Problem details » What follows is data; output all of it exactly as given.

Exercise data »
▬▬▬▬▬▬▬▬▬▬
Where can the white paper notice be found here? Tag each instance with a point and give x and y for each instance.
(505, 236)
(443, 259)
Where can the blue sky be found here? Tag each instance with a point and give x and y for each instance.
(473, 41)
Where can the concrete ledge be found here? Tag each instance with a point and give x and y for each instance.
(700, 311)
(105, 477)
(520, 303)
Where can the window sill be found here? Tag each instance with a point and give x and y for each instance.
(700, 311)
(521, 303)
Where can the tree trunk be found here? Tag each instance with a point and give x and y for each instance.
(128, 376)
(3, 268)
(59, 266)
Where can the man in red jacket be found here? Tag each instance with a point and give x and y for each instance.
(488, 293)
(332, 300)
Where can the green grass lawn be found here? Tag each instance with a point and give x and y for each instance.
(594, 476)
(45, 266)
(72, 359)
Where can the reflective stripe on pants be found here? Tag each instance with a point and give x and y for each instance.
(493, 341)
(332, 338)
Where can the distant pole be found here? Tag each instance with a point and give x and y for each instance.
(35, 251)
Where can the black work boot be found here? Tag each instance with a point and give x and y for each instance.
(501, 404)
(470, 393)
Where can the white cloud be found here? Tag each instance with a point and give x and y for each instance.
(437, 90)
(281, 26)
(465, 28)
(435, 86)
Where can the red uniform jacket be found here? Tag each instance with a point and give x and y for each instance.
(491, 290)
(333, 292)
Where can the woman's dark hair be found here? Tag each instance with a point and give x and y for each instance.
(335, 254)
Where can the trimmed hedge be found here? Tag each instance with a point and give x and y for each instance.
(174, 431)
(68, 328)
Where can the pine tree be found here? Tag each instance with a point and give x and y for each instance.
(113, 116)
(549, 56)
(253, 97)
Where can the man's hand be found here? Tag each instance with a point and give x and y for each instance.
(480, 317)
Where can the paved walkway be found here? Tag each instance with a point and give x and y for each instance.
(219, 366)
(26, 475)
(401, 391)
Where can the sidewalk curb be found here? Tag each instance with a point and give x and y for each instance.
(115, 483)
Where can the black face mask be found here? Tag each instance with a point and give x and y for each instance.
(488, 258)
▬▬▬▬▬▬▬▬▬▬
Solution to the exercise »
Where can the white paper notice be found here? Tag each instance with a point and give x and y for each instance.
(505, 236)
(443, 259)
Where can the blue sky be found here? Tag each instance with a point and give x and y for each instance.
(473, 41)
Where can the concrete ledge be found here? Tag each instance with a point and give x and y for each instance.
(700, 311)
(105, 477)
(520, 303)
Where can the window sill be found here? Tag each instance with a point and give x and y for each instance.
(700, 311)
(521, 303)
Where can the tree trunk be found here? Tag each instance with a point and give x and y for each instance.
(128, 376)
(3, 268)
(59, 266)
Where can the man in red jacket be found here? Tag each instance with a point and give x and y for each instance.
(488, 293)
(332, 300)
Where can the green grass lawn be found here? Tag each instance with a point and give x and y for each instance.
(594, 476)
(45, 266)
(72, 359)
Where can the reflective stripe on pants be found here? Tag each instance with a point and give x and y for each instance.
(493, 341)
(332, 338)
Where can the distant pole be found here? Tag each instance with a point and give x and y for each instance.
(35, 251)
Where can the black work boot be found here? Tag each instance with a point and give x and y for each instance.
(501, 404)
(470, 393)
Where can the white cloud be found here? Tag each instance with a point and give x and y for each instance.
(437, 90)
(281, 26)
(465, 28)
(435, 86)
Where can the red uniform jacket be found here? Tag each instance with a point and give x and y for each instance.
(491, 290)
(333, 292)
Where can the woman's dark hair be found here? Tag each instance with a point and give x and y for each instance.
(335, 254)
Where can the trimmed hedge be found here? Tag each instance with a point and give x and y for each instance.
(174, 431)
(68, 328)
Where can the pine tree be found here? Tag each instance with a point and give x and y for each instance.
(113, 116)
(549, 56)
(253, 97)
Where can the man's hand be found here? Tag each instance with a point and give x and y for each instance.
(480, 317)
Where can the paved walkway be found here? Tag each instance with a point and give x and y for each instance.
(219, 366)
(26, 475)
(401, 391)
Where can the sidewalk curb be found here? Tag each instance with a point and give x and y for each instance.
(115, 483)
Where can the black face mask be found here? Tag each instance with a point and give x and y for each instance.
(488, 258)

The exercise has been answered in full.